The data.
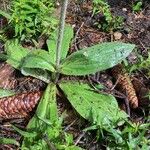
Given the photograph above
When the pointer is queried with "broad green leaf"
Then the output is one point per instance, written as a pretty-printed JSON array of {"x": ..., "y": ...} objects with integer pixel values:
[
  {"x": 15, "y": 53},
  {"x": 37, "y": 64},
  {"x": 6, "y": 93},
  {"x": 52, "y": 43},
  {"x": 96, "y": 58},
  {"x": 8, "y": 141},
  {"x": 100, "y": 109}
]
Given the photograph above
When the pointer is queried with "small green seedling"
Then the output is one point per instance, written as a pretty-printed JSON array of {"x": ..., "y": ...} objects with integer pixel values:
[
  {"x": 31, "y": 19},
  {"x": 137, "y": 7},
  {"x": 111, "y": 22}
]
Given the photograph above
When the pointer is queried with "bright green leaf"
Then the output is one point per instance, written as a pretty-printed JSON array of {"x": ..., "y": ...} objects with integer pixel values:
[
  {"x": 24, "y": 133},
  {"x": 8, "y": 141},
  {"x": 99, "y": 108},
  {"x": 15, "y": 53},
  {"x": 6, "y": 93},
  {"x": 96, "y": 58},
  {"x": 45, "y": 117},
  {"x": 52, "y": 43}
]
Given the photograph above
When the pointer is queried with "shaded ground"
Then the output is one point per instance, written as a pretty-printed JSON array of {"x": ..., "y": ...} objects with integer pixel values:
[{"x": 136, "y": 29}]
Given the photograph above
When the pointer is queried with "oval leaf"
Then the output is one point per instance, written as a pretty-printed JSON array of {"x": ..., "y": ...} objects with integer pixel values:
[
  {"x": 6, "y": 93},
  {"x": 96, "y": 58},
  {"x": 101, "y": 109}
]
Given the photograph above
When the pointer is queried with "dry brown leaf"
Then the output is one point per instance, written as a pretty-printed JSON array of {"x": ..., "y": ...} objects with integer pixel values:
[{"x": 19, "y": 105}]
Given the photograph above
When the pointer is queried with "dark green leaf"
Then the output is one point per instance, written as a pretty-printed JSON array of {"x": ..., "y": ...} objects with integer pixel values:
[
  {"x": 8, "y": 141},
  {"x": 52, "y": 43},
  {"x": 6, "y": 93},
  {"x": 96, "y": 58},
  {"x": 24, "y": 133},
  {"x": 43, "y": 121},
  {"x": 101, "y": 109},
  {"x": 6, "y": 15}
]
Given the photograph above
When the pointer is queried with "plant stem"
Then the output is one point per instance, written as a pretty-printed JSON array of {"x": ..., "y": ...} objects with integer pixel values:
[{"x": 61, "y": 32}]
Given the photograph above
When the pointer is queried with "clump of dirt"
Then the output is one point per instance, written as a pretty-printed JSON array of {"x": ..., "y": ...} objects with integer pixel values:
[{"x": 136, "y": 29}]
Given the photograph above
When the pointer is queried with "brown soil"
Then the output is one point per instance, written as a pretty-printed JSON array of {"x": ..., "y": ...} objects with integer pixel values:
[{"x": 136, "y": 29}]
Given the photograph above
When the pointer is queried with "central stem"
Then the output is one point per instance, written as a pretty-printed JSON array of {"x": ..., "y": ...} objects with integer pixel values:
[{"x": 61, "y": 32}]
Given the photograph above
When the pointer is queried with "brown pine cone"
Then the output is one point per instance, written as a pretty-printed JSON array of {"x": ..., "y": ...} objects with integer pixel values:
[
  {"x": 125, "y": 85},
  {"x": 7, "y": 80},
  {"x": 19, "y": 105}
]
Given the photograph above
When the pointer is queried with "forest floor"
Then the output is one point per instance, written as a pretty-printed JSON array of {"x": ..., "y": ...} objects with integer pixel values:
[{"x": 135, "y": 29}]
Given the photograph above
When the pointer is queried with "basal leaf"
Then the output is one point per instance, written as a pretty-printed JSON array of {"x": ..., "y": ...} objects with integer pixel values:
[
  {"x": 46, "y": 115},
  {"x": 5, "y": 93},
  {"x": 100, "y": 109},
  {"x": 5, "y": 14},
  {"x": 37, "y": 64},
  {"x": 96, "y": 58},
  {"x": 52, "y": 43},
  {"x": 15, "y": 53}
]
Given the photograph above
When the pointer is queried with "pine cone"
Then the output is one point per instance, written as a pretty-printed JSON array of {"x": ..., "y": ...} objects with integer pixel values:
[
  {"x": 19, "y": 105},
  {"x": 7, "y": 80},
  {"x": 125, "y": 85}
]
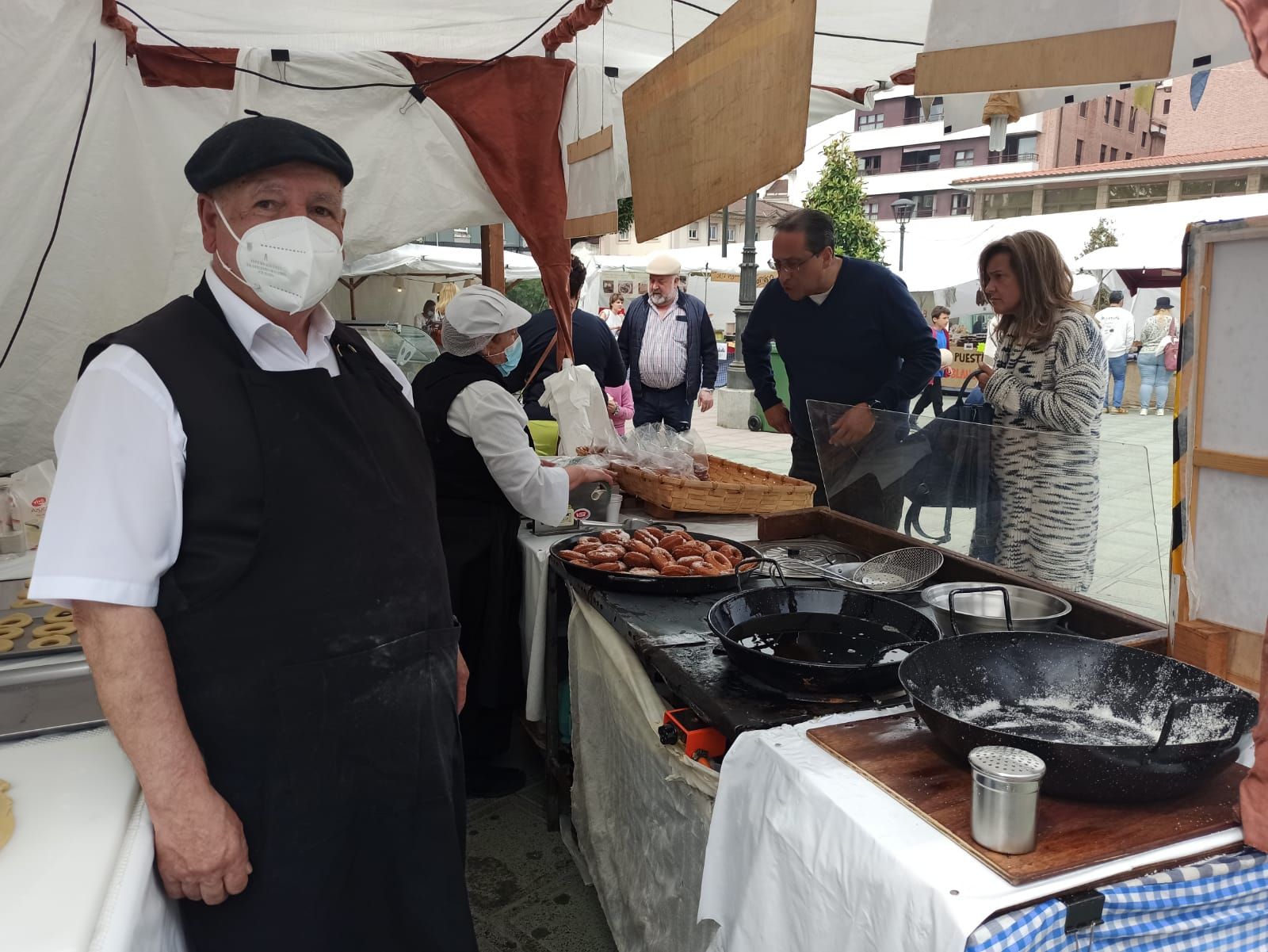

What is needed. A single number is the whole answer: how many lines in the data above hold the string "cone".

Written solution. 2